AIM OF THE TASK
Please decide whether each statement agrees with the text on tariffs and the US economy, answering yes or no and quoting the words of the text that settle it. 1. Tariffs on China were lowered to 30% from 145%. 2. The share of buy now, pay later users who fund groceries with such loans fell from 2024. 3. Inflation has stayed below the Fed's 2% target for the past 4 years.

The red-hot trade war cooled down temporarily when President Trump took the tariffs on China down to 30% from 145%. But much damage has already been done. Peter Friedmann, executive director of the Agriculture Transportation Coalition (ATC), told CNBC that US agriculture is facing a crisis due to canceled purchases. The US Department of Agriculture reported farms are suffering from massive losses, pricing pressures, declining demand, and layoffs due to the trade wars.
But whatever the level of tariffs end up to be, prices are going even higher from their already-unaffordable lever. Inflation has become the salient issue for the US consumer, especially those in the bottom four quintiles. For instance, 11.1% of all credit card holders now make only the minimum down payment on their outstanding balances. This is the largest percentage on record in the 12-year history of this data series. A Lending Tree survey found 25% of buy now, pay later users fund grocery purchases with this type of loan. This is an increase from the 14% figure in 2024. Also, 41% of survey respondents said they made a late payment on a Buy Now Pay Later loan in the past year, up from 34% last year. The Federal Reserve’s preferred inflation measure, the personal consumption expenditure price index, sharply increased by 3.6% in Q1, up from 2.4% in Q4 last year.
The economic data shows significant deterioration, even before disruptions caused by recent tariff changes. It is important to note that previous data includes preemptive actions taken by consumers and corporations regarding tariffs. Upcoming reports are expected to indicate a decline in soft data translating into hard data soon. Additionally, GDP in the first quarter decreased quarter-over-quarter at a seasonally adjusted annual rate (SAAR), suggesting we are already halfway towards a technical recession.
BOND MARKETS AND INFLATION
Additionally, the trade deficit has widened considerably, increasing pressure on the administration to secure more favorable trade deals. This, in turn, is expected to exert further downward pressure on GDP growth.
Regarding the bond market, the US 10-year benchmark rate has experienced considerable volatility and several significant spikes in recent months. That is a very unusual and humongous move in such a short period of time. Why would that volatility occur in the context of a slowing economy, which has always brought out buyers in the past?
I wrote a book predicting the eventuality of this bond market debacle in 2013. The book’s prediction of a bond market crash was based on the pathway toward US insolvency and the destructive inflation concomitant with intractable debt. Inflation has already exceeded the Fed’s 2% target for the past 4 years, and tariffs are exacerbating it. And our nation’s debt is now a staggering $37 trillion, equal to 123% of GDP and 720% of Federal revenue. On top of this, Washington is trying to extend Trump’s 2017 Tax Cut and Jobs Act, which is projected to add $4 trillion to the deficit over the next decade.

ENTRIES SUPPLIED

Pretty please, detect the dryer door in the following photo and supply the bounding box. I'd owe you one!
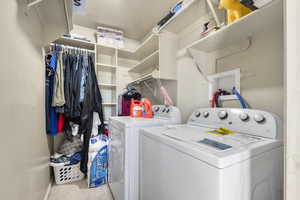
[108,123,125,200]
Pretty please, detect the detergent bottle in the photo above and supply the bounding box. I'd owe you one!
[130,99,143,117]
[142,98,153,118]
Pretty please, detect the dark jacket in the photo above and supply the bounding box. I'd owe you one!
[79,56,104,173]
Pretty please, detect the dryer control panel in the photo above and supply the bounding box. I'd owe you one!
[188,108,283,140]
[152,105,181,124]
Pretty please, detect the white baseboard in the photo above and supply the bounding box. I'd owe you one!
[43,181,53,200]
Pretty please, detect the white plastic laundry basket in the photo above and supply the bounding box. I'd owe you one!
[53,163,84,184]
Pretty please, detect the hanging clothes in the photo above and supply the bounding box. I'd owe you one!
[79,56,105,173]
[46,44,105,173]
[52,52,66,107]
[45,52,58,136]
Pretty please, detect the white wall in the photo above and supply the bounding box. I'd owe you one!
[0,1,50,200]
[178,29,284,120]
[285,0,300,200]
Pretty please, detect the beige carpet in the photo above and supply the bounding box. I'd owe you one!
[48,180,113,200]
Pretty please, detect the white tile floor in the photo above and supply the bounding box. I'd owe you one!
[48,180,113,200]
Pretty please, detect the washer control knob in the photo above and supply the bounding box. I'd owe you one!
[154,107,159,112]
[203,111,209,118]
[218,110,228,119]
[239,113,249,121]
[195,111,201,118]
[254,114,266,123]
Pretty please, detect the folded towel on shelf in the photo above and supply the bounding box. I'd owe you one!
[240,0,273,10]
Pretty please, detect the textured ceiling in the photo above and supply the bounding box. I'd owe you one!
[74,0,179,40]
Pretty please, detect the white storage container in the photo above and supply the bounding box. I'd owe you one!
[53,163,84,184]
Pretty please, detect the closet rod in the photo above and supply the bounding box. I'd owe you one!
[27,0,44,8]
[50,43,95,53]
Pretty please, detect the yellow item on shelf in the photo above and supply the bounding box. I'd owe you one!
[207,127,234,136]
[219,0,252,24]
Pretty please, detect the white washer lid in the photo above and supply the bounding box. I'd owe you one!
[141,125,282,169]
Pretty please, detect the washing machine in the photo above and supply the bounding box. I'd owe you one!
[108,105,181,200]
[140,108,283,200]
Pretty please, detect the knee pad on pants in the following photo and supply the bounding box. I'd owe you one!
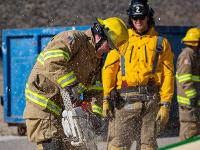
[108,144,128,150]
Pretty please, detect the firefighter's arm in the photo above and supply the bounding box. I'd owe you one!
[160,38,174,104]
[156,39,174,127]
[102,50,120,117]
[176,54,197,106]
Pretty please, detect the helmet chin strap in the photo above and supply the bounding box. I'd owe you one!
[95,38,106,51]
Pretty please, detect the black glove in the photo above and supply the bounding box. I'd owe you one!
[110,89,120,102]
[190,97,198,107]
[109,89,125,110]
[66,86,82,102]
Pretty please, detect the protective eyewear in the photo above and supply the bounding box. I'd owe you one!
[131,16,146,20]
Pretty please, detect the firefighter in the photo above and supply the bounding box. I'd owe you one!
[176,27,200,141]
[24,17,128,150]
[102,0,174,150]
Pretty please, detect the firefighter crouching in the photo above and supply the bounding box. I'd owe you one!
[102,0,174,150]
[24,17,128,150]
[176,28,200,141]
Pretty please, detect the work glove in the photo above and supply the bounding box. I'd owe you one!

THE SOLUTION
1. Yes: "took the tariffs on China down to 30% from 145%"
2. No: "25% of buy now, pay later users fund grocery purchases with this type of loan. This is an increase from the 14% figure in 2024."
3. No: "Inflation has already exceeded the Fed’s 2% target for the past 4 years"